Direction: Render the listing below as a two-column CSV with the headers instruction and response. Give one row per request, with its wording in the first column and its answer in the second, each field in double quotes and with line breaks replaced by spaces.

Data lines:
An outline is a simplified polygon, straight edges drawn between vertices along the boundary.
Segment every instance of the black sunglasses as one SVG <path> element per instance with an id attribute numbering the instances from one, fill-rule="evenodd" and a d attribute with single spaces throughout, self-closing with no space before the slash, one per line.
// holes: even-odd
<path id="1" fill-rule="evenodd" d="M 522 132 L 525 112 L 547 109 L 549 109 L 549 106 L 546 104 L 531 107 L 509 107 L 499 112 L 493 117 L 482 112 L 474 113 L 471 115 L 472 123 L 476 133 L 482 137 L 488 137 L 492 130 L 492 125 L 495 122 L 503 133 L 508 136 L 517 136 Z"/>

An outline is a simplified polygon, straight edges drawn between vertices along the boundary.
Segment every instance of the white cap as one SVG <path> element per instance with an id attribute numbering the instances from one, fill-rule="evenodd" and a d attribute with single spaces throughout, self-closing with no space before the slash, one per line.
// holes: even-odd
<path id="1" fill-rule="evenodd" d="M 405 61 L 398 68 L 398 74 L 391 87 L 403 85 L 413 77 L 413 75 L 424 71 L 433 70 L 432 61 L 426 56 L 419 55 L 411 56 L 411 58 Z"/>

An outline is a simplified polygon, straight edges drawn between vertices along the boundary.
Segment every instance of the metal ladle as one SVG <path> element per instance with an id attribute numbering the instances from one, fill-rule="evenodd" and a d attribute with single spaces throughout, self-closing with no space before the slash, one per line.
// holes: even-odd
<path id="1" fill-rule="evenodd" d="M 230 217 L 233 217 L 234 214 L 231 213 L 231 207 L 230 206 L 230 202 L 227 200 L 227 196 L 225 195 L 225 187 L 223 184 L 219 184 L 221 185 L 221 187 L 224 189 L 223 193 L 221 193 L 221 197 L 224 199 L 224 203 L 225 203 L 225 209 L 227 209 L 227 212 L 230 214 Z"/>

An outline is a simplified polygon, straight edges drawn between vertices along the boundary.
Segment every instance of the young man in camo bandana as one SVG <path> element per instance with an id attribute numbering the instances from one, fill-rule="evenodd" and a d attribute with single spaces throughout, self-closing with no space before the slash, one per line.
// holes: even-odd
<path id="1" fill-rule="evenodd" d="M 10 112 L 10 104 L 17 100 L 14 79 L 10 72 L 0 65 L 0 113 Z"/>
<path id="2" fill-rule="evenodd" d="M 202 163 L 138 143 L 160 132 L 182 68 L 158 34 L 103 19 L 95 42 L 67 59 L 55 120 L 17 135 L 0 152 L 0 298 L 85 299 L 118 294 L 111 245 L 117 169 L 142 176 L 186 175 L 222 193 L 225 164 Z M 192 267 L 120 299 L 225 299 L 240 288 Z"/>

Response:
instruction,response
"An outline is a simplified polygon, straight edges drawn between vertices along the boundary. Segment every instance of the black sunglasses as one SVG <path> element per instance with an id attribute numbering the instances from one, fill-rule=""evenodd"" and a d attribute with single spaces throughout, self-closing with no space before the slash, one per line. // holes: even-odd","<path id=""1"" fill-rule=""evenodd"" d=""M 522 132 L 525 112 L 547 109 L 549 109 L 549 106 L 546 104 L 531 107 L 509 107 L 499 112 L 493 117 L 482 112 L 474 113 L 471 115 L 472 123 L 476 133 L 482 137 L 488 137 L 492 130 L 492 125 L 495 122 L 503 133 L 508 136 L 517 136 Z""/>"
"An outline is a simplified polygon, straight edges drawn between vertices along the boundary. Segment every instance of the white cap as one SVG <path> element per instance with an id attribute numbering the instances from one, fill-rule=""evenodd"" and a d attribute with single spaces throughout, self-closing with no space before the slash, one per line. // holes: even-odd","<path id=""1"" fill-rule=""evenodd"" d=""M 405 61 L 398 68 L 398 74 L 391 87 L 403 85 L 413 77 L 413 75 L 424 71 L 433 70 L 432 61 L 426 56 L 419 55 L 411 56 L 411 58 Z""/>"
"An outline is a simplified polygon, straight edges drawn between vertices along the boundary. Segment every instance of the metal ladle as one SVG <path> element per instance with an id attribute numbering the instances from one, fill-rule=""evenodd"" and a d attribute with single spaces throughout, self-closing with no space before the slash, one per line. // holes: even-odd","<path id=""1"" fill-rule=""evenodd"" d=""M 230 217 L 233 217 L 234 214 L 231 213 L 231 207 L 230 206 L 230 202 L 227 200 L 227 196 L 225 195 L 225 187 L 223 184 L 219 184 L 221 185 L 221 187 L 224 189 L 223 193 L 221 193 L 221 197 L 224 199 L 224 203 L 225 203 L 225 209 L 227 209 L 227 212 L 230 214 Z""/>"
"An outline is a simplified polygon, straight edges drawn between vertices along the boundary. Segment every instance of the young man in camo bandana as one SVG <path> element per instance with an id attribute numbering the instances from one, fill-rule=""evenodd"" and a d attribute with single spaces throughout, self-closing with no space before the slash, one per line. // holes: even-odd","<path id=""1"" fill-rule=""evenodd"" d=""M 10 112 L 10 104 L 17 100 L 14 79 L 10 72 L 0 65 L 0 113 Z""/> <path id=""2"" fill-rule=""evenodd"" d=""M 202 163 L 138 143 L 160 132 L 182 68 L 158 34 L 103 19 L 95 42 L 67 59 L 55 120 L 17 135 L 0 152 L 0 298 L 85 299 L 118 294 L 111 245 L 117 169 L 142 176 L 186 175 L 222 193 L 225 164 Z M 192 267 L 120 299 L 225 299 L 240 288 Z""/>"